| Stated task 1 |
Write every line of the records below as a JSON list of strings, one string per line, with blank lines dropped and the picture left out.

| Document text |
You know your organization must take reasonable steps to protect employees from potential violence at work. But now, as the following case shows, employees could prove you intentionally brought harm against them if you let one misguided supervisor call the shots in a potentially dangerous situation.
Recent case: A female security guard notified her employer that she had obtained a court order barring her ex-boyfriend from contacting her. Despite that, her supervisor forwarded calls from the ex-boyfriend, assigned the guard to an outside post and allowed the ex-boyfriend access to her.
The boyfriend kidnapped her at gunpoint, held her captive for six hours and assaulted her. The supervisor delayed calling the police for 10 minutes after the kidnapping, saying they should have time to talk it out. The employee sued for intentional infliction of emotional distress and won. (Gantt v. Security USA Inc., No. 03-1033, 4th Cir., 2004)
Lessons: Establish rules that ban outsiders from your work site and draft procedures to deal with emergencies. If you become aware of a specific risk, provide clear instructions to supervisors, security staff and anyone with a need to know. Failing to police your supervisors in such situations could open your organization to further liability.
In potentially dangerous situations, regularly check with the affected employee and his or her supervisor, listening for complaints. If a supervisor isn't following orders, deal with it immediately.

| Records for processing |
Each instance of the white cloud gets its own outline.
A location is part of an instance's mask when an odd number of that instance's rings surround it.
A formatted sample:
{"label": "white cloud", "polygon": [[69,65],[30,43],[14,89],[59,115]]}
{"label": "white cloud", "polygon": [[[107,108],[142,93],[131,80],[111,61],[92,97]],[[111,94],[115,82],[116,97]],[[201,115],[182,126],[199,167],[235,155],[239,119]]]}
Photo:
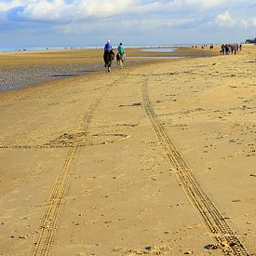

| Stated task 2 |
Turn the paragraph of the workplace violence article that starts "Lessons: Establish rules" into a short bulleted list that keeps its main points.

| Full solution 1 |
[
  "Each instance of the white cloud gets its own outline.",
  "A location is part of an instance's mask when an odd number of that instance's rings surround it.",
  "A formatted sample:",
  "{\"label\": \"white cloud\", \"polygon\": [[69,65],[30,43],[14,89],[59,115]]}",
  "{\"label\": \"white cloud\", \"polygon\": [[[107,108],[142,93],[131,80],[111,61],[92,97]],[[111,94],[115,82],[116,97]],[[201,115],[182,126],[199,167],[235,155],[239,119]]]}",
  "Photo:"
]

| Full solution 2 |
- Ban outsiders from your work site and draft procedures for emergencies.
- If you learn of a specific risk, give clear instructions to supervisors, security staff and anyone who needs to know.
- Failing to police supervisors in such situations could expose your organization to further liability.